EXERCISE INSTRUCTIONS :: Carry on the Inglewood Advertiser extracts from where they stop.
··· SELECTED TEXT
A selection of items.  Extracts from the Inglewood Advertiser  1914 - 1915 

 1914

Tue Aug 11, 1914:     

At the sale yards on Thursday, 20th inst., Thomas Morrow and Co., instructed by Mr R.F.
Dawson, who is leaving for the war, will submit to auction in two lots 25 acres of freehold land adjoining
the Public Park.


Tue Aug 18, 1914:


Messrs A.W. Rochester and F. Dawson, of Inglewood, and G. Wylie, C. Sweeney, A.
Stephenson, J. Fullager and A. Cummins, [sic] of Bridgewater, who were among those to volunteer for
service in the expeditionary force about to be despatched to the seat of war, were successful in passing
the medical examination held last week, and leave this morning to go into camp. All have had training,
and three, Messrs Wylie, Rochester and Dawson, have held positions as non-commissioned officers, Mr
Wylie having occupied the position of lieutenant.

Fri Aug 21, 1914:   District Patriotism    MEN VOLUNTEER FOR SERVICE

As was the case when need previously arose, Inglewood has in the present crisis been in no way
behind other centres in providing soldiers ready to shoulder arms and sally forth in defence of the
Empire. The "war fever" was at first quietened by the announcement that trained men only would be
accepted to serve on the force, but since that has been altered each day has seen a fresh batch of
applicants leaving for Bendigo to undergo the medical examination which was necessary to secure their
inclusion in the expeditionary force. Very few were rejected, and consequently the contingent about to
leave for the Motherland will include a good representation from Inglewood and district. Bridgewater
has also shown unstinted loyalty, and from the two places at least 20 volunteers have been chosen.
Owing to the hurried and irregular nature of their departure, nothing in the way of a public leave-taking
was possible, but it has now become a common sight to see subdued groups of relatives and intimate
friends assembling at the station to bid farewell to those about to enter on the long journey. The
volunteers leave with the hearty good wishes of all, and the hope that, if they are called upon to take the
field, they will emerge from the ordeal with credit and unscathed.
        The names of those who have so far left for camp from Inglewood are - Messrs A.W. Rochester,
F.H. Symonds, G. Parker, T. Parker, H. Stagg, A. Forrester, J. Stagg, H. Staley, J. Watkins and L.
Knight. F. Dawson will leave this afternoon. Among the successful Bridgewater volunteers are:- Messrs
G. Wylie, C. Sweeney, C. Samers, A. Stephenson, J. Fillager [sic – J. Fullager], A. Cummins [sic – A.
Cumming], Wodetzki, Butterworth and Beechley [sic - Beachley] 

gathered to farewell any of their soldiers, as 

1915

April 2, 1915
Bridgewater Soldier Farewelled PRIVATE A. [sic] LUCAS HONORED.
······
··· ENTRIES SUPPLIED
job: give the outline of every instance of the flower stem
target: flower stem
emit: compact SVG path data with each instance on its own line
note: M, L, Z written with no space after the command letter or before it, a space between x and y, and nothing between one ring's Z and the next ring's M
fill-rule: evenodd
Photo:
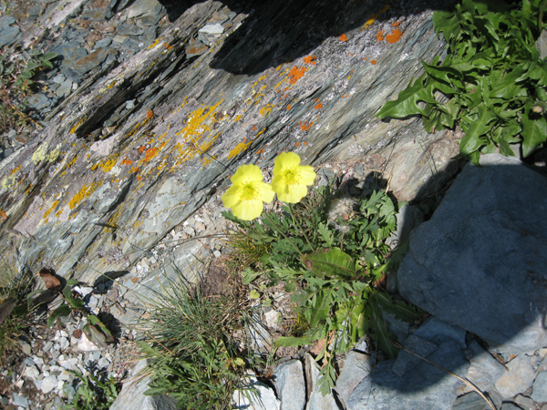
······
RESPONSE TO THIS TASK ::
It has been the bad fortune of the Bridgewater public in the past that, owing to the hurried
departure of their soldiers, they have been unable to entertain them before leaving and, in a concerted
manner, express their appreciation of their patriotic action in volunteering. The opportunity offered on
Tuesday evening, however, and, despite the shortness of notice, there was an excellent gathering at the
Mechanics’ Institute to bid farewell to Private J. Lucas, one of the town’s most recent recruits. Mr J.
Scholes presided, and a very enjoyable evening resulted.
The toast of “The King, coupled with the rulers of France, Belgium and Russia,” proposed by the
chairman, was heartily honoured.
    The toast of “Our Guest” was then proposed by Mr C. Burge amidst much enthusiasm. Mr Burge
stated it was the first occasion on which they had previously
the men had left too hurriedly to make any public leave-taking possible. They had, of course, marched
to the station with one batch of their men, and he thought this would be one of the most historic of
Bridgewater happenings. (Applause) Their guest had gone to school with many of them in his boyhood,
and lived with them all his life. He was known to all, and all felt proud that he was going to do his duty
to the King and his country – the British nation and the Australian Empire, which was rising nation wards.
He (the speaker) was certain he would reflect credit on Australia and the Bridgewater people, and he
wished him health, honour and a safe return. (Applause)

The toast was accorded musical honours.

Private Lucas, in response, stated he was in a tight corner, but as he supposed he would be in
tighter ones still before he had finished, he supposed he had better make the best of this one. He was
proud of his mission (cheers) and hoped to be able to keep his end up with the rest of the boys. He
wouuld do his best. (Applause) He was not going to say he was going to fight and die, but that he was
going to fight and live, as one live man was worth an army of dead ‘uns. (Applause) He would do his
best, and hoped to return, when the war was over, with all the others who had left Bridgewater.
(Applause)
    Song, Mr V. Pacholli.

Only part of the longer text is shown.